* _REQUIRED TASK_: Reproduce the records from their start through the line containing "[68,527,1200,799]", inclusive, swapping every "payload" for "file" and changing nothing else.

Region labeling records
'''

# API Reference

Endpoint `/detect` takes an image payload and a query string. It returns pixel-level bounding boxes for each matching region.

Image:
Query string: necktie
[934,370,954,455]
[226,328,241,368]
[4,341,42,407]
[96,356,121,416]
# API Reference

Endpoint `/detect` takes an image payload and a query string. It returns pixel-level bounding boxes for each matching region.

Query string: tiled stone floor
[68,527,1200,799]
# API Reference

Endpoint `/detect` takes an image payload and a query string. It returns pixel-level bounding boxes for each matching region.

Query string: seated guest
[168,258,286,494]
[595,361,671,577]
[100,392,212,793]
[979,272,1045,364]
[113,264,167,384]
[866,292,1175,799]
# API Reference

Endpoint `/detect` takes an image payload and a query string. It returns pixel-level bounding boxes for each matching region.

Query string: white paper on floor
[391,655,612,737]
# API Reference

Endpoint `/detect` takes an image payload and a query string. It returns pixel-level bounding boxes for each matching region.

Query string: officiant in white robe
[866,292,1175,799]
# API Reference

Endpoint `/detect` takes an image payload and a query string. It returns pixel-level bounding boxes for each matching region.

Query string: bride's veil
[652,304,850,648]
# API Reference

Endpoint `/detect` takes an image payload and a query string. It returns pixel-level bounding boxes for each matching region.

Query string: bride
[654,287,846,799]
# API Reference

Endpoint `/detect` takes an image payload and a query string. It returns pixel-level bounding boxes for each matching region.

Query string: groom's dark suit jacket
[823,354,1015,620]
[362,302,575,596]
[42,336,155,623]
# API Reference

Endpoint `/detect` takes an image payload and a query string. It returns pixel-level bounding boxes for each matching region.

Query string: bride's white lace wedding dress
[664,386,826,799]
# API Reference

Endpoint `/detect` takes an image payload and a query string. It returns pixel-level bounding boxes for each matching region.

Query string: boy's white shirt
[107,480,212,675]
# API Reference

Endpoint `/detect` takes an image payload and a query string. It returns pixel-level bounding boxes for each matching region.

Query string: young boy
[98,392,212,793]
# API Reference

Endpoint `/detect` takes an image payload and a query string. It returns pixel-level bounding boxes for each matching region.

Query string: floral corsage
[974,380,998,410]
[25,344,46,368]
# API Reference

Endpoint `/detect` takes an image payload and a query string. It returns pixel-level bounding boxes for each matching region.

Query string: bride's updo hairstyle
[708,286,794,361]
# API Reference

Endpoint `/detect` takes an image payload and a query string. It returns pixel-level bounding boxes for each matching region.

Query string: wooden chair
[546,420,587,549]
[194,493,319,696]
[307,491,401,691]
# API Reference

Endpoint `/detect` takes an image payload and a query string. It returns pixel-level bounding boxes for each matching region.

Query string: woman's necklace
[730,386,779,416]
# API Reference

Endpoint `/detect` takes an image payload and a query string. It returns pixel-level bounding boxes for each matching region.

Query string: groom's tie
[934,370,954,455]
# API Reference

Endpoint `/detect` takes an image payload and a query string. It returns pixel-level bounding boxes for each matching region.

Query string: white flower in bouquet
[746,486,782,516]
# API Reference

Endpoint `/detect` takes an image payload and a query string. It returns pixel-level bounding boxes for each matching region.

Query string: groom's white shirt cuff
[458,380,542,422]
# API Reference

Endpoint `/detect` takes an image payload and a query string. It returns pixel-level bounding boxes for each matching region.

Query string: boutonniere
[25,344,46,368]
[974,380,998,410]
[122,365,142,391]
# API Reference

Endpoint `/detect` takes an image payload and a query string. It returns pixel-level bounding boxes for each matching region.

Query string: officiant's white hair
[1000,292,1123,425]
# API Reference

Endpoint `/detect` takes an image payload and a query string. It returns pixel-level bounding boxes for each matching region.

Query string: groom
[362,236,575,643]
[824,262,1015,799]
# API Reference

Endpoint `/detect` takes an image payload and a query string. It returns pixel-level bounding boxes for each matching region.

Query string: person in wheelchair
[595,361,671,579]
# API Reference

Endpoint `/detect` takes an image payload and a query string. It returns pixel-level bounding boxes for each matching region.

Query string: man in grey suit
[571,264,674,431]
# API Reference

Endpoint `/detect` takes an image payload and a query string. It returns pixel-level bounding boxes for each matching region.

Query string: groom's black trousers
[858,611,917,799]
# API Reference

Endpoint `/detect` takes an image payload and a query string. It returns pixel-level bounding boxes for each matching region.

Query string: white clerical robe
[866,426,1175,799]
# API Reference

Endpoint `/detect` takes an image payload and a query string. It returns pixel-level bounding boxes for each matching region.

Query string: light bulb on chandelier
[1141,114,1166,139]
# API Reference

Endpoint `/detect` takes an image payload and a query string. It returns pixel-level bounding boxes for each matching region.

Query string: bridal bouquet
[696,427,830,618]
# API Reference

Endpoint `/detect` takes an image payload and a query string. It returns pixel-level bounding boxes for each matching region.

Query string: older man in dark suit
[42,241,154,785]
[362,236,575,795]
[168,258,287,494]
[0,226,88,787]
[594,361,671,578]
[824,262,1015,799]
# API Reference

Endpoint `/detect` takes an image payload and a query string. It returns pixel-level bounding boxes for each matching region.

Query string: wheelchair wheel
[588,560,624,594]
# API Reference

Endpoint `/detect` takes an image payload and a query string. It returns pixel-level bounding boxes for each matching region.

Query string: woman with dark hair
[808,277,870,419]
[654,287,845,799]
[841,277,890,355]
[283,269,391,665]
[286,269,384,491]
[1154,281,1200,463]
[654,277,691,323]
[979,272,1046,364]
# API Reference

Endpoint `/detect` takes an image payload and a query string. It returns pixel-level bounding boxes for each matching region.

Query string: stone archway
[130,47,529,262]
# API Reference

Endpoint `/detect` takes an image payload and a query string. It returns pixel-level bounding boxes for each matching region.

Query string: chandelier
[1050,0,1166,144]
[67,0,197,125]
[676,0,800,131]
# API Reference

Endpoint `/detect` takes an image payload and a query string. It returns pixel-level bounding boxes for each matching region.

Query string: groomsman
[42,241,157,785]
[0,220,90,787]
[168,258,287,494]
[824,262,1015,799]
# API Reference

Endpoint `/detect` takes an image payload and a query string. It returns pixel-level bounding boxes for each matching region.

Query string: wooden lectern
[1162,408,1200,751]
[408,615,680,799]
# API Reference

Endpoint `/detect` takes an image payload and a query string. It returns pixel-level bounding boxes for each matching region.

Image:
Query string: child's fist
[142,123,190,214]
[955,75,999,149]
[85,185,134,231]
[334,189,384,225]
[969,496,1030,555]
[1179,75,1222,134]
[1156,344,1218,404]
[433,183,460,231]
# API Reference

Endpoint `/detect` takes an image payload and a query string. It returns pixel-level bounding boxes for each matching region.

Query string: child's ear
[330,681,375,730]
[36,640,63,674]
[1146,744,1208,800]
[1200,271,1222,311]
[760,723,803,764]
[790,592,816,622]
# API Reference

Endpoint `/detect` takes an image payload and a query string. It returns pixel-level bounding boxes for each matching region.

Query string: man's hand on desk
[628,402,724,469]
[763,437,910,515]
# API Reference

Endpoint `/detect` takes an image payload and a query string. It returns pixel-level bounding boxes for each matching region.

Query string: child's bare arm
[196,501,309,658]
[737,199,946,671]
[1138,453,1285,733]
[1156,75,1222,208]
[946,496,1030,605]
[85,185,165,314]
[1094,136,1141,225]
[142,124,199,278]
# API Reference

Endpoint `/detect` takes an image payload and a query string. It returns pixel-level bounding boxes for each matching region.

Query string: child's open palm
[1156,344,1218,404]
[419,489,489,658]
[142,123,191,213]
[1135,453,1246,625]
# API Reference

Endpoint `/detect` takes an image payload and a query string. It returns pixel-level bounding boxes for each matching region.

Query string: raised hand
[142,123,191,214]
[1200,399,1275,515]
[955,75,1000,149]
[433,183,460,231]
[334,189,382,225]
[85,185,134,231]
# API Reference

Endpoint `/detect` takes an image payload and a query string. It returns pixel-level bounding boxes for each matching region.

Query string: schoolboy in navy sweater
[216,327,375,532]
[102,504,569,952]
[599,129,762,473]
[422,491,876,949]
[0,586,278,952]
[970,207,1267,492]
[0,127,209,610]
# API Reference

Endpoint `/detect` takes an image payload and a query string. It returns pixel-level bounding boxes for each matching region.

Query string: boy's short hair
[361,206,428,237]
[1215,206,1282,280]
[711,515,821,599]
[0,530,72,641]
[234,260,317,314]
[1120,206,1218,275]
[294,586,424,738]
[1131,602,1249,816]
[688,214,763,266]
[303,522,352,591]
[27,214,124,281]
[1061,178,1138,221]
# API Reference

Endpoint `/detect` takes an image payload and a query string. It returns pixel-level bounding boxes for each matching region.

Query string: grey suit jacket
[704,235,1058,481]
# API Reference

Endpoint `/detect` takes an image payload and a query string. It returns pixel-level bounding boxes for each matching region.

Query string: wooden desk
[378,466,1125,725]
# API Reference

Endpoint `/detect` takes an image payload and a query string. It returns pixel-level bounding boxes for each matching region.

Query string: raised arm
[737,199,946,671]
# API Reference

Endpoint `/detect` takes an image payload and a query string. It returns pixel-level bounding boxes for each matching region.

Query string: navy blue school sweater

'''

* _FINISHED ANSWER_:
# API Reference

Endpoint `/detect` takes an image file and a query string. It returns pixel-level bounding boxes for each matching region.

Image:
Query string: necktie
[934,370,954,455]
[226,328,241,368]
[4,341,42,407]
[96,356,121,416]
# API Reference

Endpoint `/detect` takes an image file and a query string. It returns pixel-level bounding boxes for each matching region.

Query string: tiled stone floor
[68,527,1200,799]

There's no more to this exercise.